EXERCISE DIRECTIONS.
Copy the material from the line containing "[locate] the damaged" through the end, inclusive, substituting "brick house" for every "white house" and changing nothing else.

=====

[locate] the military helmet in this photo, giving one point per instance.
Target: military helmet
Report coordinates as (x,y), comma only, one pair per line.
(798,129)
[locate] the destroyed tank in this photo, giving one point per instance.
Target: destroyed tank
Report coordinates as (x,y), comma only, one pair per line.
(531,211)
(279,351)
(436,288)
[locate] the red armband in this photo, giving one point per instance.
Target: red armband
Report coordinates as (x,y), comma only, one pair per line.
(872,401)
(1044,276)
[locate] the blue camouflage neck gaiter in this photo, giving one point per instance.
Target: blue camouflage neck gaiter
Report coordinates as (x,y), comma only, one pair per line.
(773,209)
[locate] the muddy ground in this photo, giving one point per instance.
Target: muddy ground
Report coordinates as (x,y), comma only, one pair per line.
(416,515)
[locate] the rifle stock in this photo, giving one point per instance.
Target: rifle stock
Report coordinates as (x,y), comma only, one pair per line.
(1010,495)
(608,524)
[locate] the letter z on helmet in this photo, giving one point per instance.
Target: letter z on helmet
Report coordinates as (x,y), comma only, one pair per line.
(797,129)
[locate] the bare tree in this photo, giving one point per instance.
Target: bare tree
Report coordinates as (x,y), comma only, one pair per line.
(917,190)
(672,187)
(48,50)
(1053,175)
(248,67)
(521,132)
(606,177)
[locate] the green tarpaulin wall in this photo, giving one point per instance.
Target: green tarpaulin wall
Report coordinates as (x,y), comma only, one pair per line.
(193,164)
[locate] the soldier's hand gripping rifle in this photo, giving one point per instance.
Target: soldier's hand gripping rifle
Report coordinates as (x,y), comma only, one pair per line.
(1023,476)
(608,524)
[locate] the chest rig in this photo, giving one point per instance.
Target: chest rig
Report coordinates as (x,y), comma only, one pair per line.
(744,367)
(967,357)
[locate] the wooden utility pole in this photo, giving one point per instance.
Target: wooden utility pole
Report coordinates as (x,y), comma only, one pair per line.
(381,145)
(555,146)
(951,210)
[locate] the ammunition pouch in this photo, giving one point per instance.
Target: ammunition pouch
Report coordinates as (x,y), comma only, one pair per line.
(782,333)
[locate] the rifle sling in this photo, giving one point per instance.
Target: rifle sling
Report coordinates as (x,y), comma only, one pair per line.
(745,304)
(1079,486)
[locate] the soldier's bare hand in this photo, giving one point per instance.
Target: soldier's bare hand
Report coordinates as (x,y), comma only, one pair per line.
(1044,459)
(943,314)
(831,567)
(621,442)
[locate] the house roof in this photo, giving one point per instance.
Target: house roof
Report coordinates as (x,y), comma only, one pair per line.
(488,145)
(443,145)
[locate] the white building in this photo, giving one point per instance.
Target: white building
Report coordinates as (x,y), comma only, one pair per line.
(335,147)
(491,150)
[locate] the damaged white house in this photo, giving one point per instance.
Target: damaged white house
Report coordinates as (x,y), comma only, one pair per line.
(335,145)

=====

FINISHED EXERCISE.
[locate] the damaged brick house in this photo, giving one point per instance.
Target: damaged brick house
Report coordinates as (x,y), comma only, one pair per line.
(335,145)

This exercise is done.